Soal Tertulis:
Tolong sebutkan hal-hal sederhana yang, menurut artikel di bawah tentang makin seringnya orang menangis seiring bertambah usia, kadang memicu tangis.

Teks Bacaan:

Fenomena Makin Bertambah Usia, Makin Sering Menangis: Apa Penyebabnya?

1 month ago 17

Fimela.com, Jakarta Saat masih kecil, di antara kita mungkin ada yang diajari menahan tangis sebagai tanda kekuatan. Konon, menangis tanda lemah. Tapi semakin dewasa, air mata justru terasa lebih akrab. Bukan hanya karena luka atau kehilangan besar, tetapi kadang untuk hal sederhana: lagu lama, ucapan anak kecil, atau bahkan aroma kenangan. Tangis tak lagi soal kesedihan, melainkan luapan yang sulit dibendung.

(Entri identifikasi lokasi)
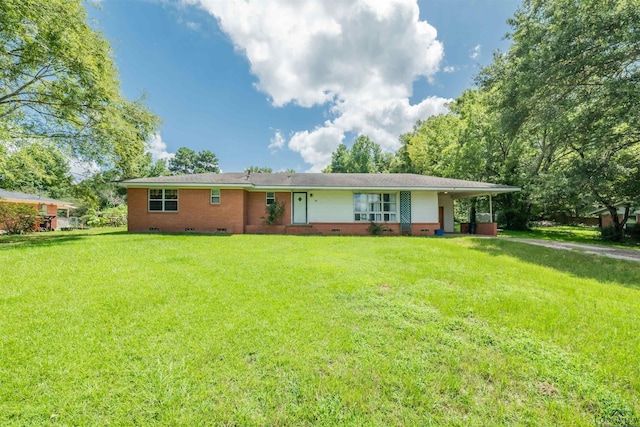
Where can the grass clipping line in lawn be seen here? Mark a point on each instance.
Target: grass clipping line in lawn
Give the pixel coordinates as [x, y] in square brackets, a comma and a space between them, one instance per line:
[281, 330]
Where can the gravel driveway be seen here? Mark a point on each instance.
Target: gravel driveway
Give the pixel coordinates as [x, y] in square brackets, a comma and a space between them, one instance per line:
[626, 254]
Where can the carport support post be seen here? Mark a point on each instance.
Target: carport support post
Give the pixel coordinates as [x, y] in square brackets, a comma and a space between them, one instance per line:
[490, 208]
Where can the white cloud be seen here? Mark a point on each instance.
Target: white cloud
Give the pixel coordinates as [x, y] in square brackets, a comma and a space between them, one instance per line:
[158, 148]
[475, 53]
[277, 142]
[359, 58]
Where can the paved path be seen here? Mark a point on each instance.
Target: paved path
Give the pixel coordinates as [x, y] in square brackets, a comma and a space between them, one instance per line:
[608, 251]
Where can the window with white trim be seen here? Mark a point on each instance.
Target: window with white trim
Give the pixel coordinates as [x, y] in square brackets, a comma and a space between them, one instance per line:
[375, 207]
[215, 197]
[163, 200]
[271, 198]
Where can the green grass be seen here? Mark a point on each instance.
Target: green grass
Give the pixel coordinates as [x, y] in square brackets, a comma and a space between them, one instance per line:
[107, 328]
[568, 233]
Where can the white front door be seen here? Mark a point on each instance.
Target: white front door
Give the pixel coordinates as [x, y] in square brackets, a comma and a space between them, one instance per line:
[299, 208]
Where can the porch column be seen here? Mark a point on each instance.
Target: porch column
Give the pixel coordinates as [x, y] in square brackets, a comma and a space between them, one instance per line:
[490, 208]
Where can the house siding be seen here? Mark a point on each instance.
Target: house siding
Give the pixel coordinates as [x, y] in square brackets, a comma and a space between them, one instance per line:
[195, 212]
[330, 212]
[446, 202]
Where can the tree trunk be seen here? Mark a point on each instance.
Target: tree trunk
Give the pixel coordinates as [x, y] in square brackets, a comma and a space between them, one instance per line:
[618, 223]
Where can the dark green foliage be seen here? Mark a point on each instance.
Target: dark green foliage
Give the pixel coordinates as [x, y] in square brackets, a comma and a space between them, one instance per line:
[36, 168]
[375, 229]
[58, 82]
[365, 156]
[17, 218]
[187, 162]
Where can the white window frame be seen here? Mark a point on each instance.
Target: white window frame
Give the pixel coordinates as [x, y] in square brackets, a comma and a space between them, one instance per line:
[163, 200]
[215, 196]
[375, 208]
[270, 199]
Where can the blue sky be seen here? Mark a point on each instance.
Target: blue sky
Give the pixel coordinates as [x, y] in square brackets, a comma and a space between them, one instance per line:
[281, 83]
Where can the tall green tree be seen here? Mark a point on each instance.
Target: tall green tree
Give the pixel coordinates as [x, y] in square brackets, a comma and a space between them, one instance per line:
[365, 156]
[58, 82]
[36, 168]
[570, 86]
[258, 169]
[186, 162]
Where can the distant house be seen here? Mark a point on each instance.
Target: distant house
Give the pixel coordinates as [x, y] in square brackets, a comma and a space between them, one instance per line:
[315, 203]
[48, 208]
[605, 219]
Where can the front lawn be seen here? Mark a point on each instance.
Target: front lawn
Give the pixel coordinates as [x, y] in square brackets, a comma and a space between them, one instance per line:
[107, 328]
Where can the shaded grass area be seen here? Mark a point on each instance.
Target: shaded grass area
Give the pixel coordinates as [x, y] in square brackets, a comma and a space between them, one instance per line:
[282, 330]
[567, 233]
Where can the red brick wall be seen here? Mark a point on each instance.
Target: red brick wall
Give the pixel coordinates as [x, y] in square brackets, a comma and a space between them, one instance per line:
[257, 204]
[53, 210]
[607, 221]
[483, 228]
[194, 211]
* * *
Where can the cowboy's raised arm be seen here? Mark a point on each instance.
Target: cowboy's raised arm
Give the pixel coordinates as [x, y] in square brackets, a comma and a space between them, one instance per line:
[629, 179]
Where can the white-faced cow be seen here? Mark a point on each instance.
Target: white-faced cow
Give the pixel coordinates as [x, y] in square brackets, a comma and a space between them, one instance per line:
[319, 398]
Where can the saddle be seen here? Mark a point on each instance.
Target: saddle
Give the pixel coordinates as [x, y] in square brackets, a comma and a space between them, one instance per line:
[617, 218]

Jawaban Tugas:
Lagu lama, ucapan anak kecil, atau bahkan aroma kenangan.